** SOURCE PASSAGE **

--- start ---

Thirteen is looming.
Now, before anyone has a knee-jerk reaction and thinks I don't like the Thirteenth Doctor, you couldn't be more wrong. I love her to bits. Jodie Whittaker is awesome. She has poured herself into being the Doctor, heart and soul. I love that she travels with an entourage - going back to the First, the best Doctors do. She's had some really good stories, courtesy of Chris Chibnall - in fact, I give her first series a B+/A-. The second series, however...
Stick with me for a bit.
I like - no, I looo-ooo-oove fan fiction. Partly because it is a fairly consistent reaffirmation of creativity and literacy (yes, I said it!) and courage and daring - because it takes guts to put yourself out there for public critique without getting paid one red cent. But mostly because it is a way of indulging in flights of fancy within a bubble. Because fan fiction is, even when it is "canon compliant", still shading or filling in the blanks or expanding on what the original author set down. And the bubble is a safe place, where everyone (mostly) respects those boundaries between source material and fan fiction.
The perfect example of this is everything that happened in Pete's World post-Canary Wharf. We assume that the Doctor was going to tell Rose he loved her before time ran out, and copious amounts of fan fiction has been written about that. We assume that TenToo rectified that issue at Bad Wolf Bay the second time around. But we don't know, and that's okay because the veil was drawn on Pete's World with the disappearance of the TARDIS, and Pete's World became a creative goldmine. Thank God.
Back in the day (and I swear I still have a point) I belonged to a fan fiction site based on Robert Jordan's Wheel of Time. (Not "Dragonmount", thank you very much!) Between twenty and thirty writers, drawn together by our love for that amazingly complex series of books, we wrote - individually and in small groups - epic fiction based on the Age of Legends and the Trolloc Wars, because neither era was portrayed in the books, other than very brief glimpses. Even so, there was a canonical framework that we existed in, and we respected it. For example, there were hints of Aes Sedai being able to fly during the AoL, but that didn't mean that the Sisters during the TW were going to do it, because canon told us that the miracles of the Age of Legends had been lost with the Breaking and were not recovered until the timeline of the books. As long as the canon was respected, the writing flourished - for years. Eventually, though, lines were blurred and the stories suffered, and it's been years since anyone has written anything there.

--- end ---

** REQUIRED TASKS **
1) Answer these questions from the post:
(a) What grade does the writer give the Thirteenth Doctor's first series?
(b) Which author's book series was the writer's former fan fiction site based on?
(c) How many writers were on that site?
2) Extract the part of the post from "Thirteen is looming." up to and including "me for a bit.".
The data that comes after the post has no connection to it.

[Named-object pointing data]
--- start ---

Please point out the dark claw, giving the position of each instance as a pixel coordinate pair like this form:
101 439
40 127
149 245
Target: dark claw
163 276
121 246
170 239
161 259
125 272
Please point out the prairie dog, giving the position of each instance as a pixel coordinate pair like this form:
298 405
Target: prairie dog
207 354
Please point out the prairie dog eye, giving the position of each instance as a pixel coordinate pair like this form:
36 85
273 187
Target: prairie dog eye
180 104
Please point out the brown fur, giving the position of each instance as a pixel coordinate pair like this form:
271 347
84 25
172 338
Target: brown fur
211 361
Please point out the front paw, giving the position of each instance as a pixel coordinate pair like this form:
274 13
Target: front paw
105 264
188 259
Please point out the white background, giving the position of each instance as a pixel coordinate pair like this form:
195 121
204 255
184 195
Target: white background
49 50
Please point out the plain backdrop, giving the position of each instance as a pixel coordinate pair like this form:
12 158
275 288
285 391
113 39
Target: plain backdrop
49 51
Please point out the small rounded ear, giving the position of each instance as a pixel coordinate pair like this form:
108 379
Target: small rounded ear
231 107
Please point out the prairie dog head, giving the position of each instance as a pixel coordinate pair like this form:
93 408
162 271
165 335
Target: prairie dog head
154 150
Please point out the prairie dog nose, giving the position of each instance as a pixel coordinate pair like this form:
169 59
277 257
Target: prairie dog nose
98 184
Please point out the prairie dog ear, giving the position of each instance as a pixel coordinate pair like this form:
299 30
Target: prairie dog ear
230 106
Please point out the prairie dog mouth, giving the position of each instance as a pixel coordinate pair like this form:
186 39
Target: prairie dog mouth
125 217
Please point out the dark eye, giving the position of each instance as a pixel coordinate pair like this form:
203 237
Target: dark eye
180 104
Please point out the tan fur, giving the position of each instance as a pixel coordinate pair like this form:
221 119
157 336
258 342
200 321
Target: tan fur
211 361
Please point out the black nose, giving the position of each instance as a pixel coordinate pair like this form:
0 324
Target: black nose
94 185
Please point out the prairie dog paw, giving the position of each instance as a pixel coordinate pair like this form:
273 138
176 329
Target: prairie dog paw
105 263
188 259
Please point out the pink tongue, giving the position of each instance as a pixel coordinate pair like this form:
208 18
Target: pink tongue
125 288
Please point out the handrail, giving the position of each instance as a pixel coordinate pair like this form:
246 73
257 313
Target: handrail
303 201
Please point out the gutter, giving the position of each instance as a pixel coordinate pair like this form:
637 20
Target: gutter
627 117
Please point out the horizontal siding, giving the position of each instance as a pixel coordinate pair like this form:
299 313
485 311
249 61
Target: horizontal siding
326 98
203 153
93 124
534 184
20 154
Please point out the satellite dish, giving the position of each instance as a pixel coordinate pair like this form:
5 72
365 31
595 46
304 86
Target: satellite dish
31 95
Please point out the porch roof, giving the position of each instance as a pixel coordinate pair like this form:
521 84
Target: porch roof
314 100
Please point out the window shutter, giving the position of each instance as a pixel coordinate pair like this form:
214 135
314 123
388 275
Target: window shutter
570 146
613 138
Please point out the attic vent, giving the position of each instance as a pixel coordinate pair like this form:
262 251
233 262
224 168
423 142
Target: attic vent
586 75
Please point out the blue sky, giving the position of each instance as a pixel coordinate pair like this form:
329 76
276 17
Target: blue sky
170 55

--- end ---

** FINAL ANSWERS **
1)
(a) B+/A-
(b) Robert Jordan's (Wheel of Time)
(c) Between twenty and thirty

2)
Thirteen is looming.
Now, before anyone has a knee-jerk reaction and thinks I don't like the Thirteenth Doctor, you couldn't be more wrong. I love her to bits. Jodie Whittaker is awesome. She has poured herself into being the Doctor, heart and soul. I love that she travels with an entourage - going back to the First, the best Doctors do. She's had some really good stories, courtesy of Chris Chibnall - in fact, I give her first series a B+/A-. The second series, however...
Stick with me for a bit.